■ TO BE DONE:
Pick out and copy every line of the material below that contains the string "mountain". Matching is case-sensitive.

# RAW RECORDS start

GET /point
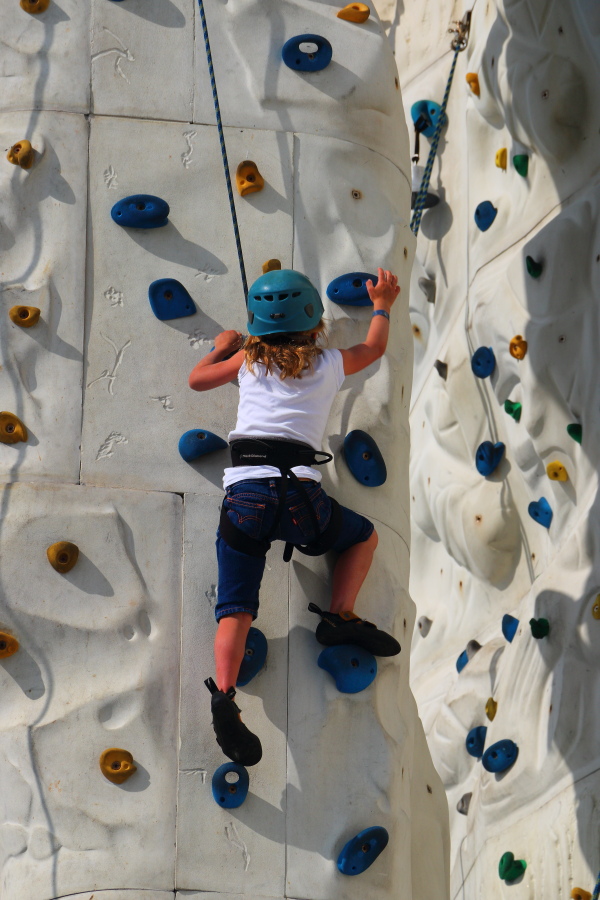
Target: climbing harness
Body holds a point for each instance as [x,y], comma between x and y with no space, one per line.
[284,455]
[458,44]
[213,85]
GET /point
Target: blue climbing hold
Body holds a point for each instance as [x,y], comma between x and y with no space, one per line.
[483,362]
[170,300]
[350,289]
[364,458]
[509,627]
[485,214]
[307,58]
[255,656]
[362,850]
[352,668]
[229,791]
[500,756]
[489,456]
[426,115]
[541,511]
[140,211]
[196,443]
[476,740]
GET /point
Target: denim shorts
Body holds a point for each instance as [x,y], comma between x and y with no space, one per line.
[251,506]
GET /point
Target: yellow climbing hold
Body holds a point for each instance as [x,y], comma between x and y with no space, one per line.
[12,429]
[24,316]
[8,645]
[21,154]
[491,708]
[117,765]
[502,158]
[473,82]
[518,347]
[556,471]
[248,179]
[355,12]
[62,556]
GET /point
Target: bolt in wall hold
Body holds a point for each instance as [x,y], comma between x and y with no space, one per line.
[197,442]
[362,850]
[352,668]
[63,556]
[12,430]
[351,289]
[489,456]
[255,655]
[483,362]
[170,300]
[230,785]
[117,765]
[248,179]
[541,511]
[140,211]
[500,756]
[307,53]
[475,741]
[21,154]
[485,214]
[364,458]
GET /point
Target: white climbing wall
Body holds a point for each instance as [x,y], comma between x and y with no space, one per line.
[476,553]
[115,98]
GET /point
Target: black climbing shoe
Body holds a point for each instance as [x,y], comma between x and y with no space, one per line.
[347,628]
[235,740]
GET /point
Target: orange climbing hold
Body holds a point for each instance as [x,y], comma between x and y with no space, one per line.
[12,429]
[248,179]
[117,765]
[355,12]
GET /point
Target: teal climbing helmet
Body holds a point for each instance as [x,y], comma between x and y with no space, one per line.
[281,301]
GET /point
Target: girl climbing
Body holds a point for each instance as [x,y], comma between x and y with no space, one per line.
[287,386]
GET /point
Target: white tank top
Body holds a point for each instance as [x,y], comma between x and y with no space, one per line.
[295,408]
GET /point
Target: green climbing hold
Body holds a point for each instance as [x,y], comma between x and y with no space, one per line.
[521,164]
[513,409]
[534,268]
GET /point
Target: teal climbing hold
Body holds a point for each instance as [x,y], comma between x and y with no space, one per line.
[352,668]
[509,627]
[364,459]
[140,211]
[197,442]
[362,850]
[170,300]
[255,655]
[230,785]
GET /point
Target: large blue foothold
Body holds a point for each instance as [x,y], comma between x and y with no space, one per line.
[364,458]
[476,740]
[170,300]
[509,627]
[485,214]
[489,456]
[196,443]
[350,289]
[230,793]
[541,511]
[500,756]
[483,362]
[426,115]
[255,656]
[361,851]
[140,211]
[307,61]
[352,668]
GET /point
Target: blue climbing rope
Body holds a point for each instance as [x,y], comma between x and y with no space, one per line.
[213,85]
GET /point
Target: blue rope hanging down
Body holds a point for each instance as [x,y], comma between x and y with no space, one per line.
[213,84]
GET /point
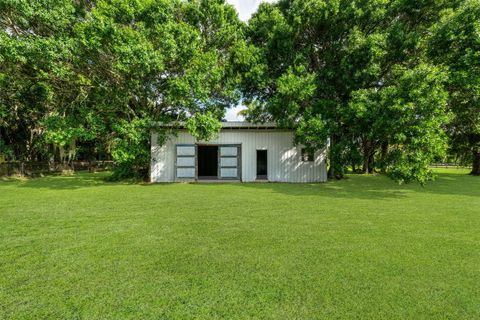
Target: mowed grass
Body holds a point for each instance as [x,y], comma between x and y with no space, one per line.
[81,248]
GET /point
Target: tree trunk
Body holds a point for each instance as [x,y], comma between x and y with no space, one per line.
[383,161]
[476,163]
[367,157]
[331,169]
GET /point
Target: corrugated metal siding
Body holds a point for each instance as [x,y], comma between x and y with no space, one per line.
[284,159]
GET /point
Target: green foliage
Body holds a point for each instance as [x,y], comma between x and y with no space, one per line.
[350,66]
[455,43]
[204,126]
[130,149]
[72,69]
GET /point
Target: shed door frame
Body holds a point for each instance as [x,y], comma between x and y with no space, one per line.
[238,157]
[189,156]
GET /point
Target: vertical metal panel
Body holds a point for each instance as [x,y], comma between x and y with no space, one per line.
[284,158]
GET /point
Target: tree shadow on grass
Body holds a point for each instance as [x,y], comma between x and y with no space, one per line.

# RAW RECORDS end
# RAW RECORDS start

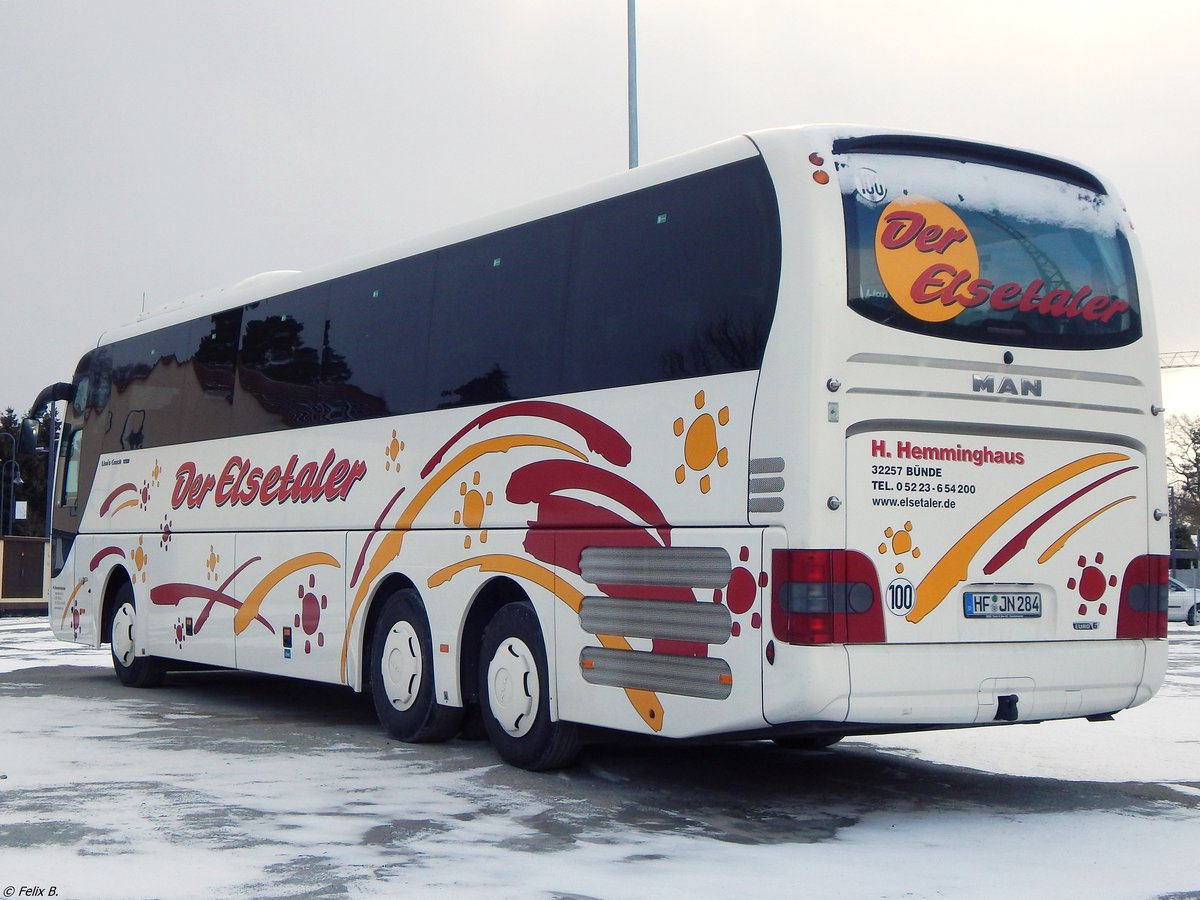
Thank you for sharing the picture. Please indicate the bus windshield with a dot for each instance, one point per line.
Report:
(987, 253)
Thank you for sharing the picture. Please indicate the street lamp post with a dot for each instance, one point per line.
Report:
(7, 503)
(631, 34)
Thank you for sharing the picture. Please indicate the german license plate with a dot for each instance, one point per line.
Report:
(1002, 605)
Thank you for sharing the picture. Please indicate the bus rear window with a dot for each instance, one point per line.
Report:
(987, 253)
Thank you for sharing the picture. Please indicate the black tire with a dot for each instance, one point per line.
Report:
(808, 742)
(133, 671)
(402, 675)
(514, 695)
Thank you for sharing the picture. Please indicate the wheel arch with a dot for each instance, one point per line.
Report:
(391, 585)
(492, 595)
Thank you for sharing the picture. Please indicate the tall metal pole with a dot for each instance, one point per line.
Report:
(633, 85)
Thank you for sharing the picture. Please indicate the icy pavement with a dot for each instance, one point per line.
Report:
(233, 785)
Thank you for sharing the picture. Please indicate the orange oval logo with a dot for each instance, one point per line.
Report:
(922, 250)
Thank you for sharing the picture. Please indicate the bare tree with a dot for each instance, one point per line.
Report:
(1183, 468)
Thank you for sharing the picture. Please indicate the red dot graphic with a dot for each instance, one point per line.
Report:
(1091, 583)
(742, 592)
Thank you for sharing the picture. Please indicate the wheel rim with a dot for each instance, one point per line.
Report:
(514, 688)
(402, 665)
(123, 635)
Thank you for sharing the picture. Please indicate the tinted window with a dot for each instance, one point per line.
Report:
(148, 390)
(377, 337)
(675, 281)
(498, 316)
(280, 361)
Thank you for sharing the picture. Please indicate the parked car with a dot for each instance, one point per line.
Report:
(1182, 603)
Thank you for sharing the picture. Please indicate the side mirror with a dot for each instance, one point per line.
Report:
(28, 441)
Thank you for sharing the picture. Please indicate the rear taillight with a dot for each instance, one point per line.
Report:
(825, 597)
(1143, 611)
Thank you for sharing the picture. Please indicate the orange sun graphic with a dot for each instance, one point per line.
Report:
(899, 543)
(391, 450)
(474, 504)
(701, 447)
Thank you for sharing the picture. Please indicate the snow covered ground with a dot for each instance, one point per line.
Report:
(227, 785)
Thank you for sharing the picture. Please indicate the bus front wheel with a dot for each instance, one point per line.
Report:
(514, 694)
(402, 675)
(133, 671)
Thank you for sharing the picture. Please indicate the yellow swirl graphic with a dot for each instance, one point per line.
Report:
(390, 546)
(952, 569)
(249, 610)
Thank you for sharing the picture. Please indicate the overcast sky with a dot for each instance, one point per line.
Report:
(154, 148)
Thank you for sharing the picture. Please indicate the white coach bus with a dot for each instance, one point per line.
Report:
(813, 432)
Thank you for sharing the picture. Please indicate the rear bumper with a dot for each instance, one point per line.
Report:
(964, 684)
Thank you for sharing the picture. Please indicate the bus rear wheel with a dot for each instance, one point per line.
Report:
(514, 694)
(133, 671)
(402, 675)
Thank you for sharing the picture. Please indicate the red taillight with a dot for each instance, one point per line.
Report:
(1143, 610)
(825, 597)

# RAW RECORDS end
# RAW RECORDS start

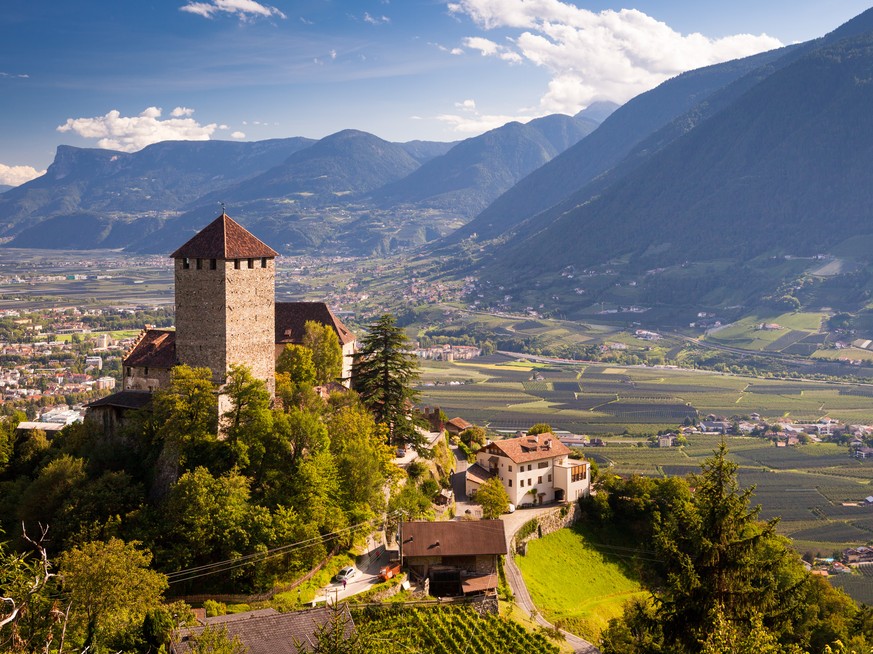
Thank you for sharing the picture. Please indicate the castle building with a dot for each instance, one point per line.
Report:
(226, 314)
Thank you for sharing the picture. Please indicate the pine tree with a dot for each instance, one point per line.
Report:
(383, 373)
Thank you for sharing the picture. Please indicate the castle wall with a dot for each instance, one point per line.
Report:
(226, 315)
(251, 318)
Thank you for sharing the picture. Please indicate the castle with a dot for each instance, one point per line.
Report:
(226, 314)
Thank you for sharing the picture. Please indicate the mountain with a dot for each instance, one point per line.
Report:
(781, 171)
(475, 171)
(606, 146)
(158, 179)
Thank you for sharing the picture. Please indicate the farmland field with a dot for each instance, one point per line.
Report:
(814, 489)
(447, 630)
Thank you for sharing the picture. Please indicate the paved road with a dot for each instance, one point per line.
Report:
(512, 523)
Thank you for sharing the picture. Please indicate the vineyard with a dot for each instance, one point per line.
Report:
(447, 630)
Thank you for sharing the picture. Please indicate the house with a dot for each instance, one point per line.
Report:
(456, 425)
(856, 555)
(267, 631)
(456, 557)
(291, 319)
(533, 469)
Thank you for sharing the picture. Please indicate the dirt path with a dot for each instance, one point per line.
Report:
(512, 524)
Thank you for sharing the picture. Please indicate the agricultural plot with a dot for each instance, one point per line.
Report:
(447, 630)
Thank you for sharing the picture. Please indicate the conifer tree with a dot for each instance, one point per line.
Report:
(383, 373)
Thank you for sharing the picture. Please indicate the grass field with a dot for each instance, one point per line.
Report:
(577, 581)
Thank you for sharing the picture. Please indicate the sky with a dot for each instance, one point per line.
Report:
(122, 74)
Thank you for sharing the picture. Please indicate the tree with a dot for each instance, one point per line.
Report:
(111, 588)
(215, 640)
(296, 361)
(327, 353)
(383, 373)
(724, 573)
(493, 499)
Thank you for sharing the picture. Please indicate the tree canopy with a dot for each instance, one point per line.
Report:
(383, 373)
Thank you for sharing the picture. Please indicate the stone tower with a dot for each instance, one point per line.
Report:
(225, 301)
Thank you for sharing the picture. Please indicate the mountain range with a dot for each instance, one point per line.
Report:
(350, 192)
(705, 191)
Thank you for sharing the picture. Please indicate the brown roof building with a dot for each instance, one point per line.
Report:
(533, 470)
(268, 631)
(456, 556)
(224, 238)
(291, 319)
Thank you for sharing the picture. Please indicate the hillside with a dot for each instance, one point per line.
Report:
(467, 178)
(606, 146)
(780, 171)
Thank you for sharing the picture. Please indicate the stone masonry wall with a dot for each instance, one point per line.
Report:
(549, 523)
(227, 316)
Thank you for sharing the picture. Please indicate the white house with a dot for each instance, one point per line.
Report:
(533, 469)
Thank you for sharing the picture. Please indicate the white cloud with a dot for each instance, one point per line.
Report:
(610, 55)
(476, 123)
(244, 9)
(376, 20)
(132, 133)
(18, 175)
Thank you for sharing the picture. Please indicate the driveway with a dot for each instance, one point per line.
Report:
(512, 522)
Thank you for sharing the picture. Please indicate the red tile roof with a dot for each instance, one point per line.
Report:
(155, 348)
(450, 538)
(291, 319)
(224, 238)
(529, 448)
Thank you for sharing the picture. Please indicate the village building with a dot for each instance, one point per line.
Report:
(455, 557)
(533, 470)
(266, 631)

# RAW RECORDS end

■ REPLY TO THE EXERCISE:
Thank you for sharing the picture. Please indicate the mountain with a dot for each instance, one point per line.
Thank you for sharing the picture. Please indicate the mountain range with a dot for each instance, one point per line.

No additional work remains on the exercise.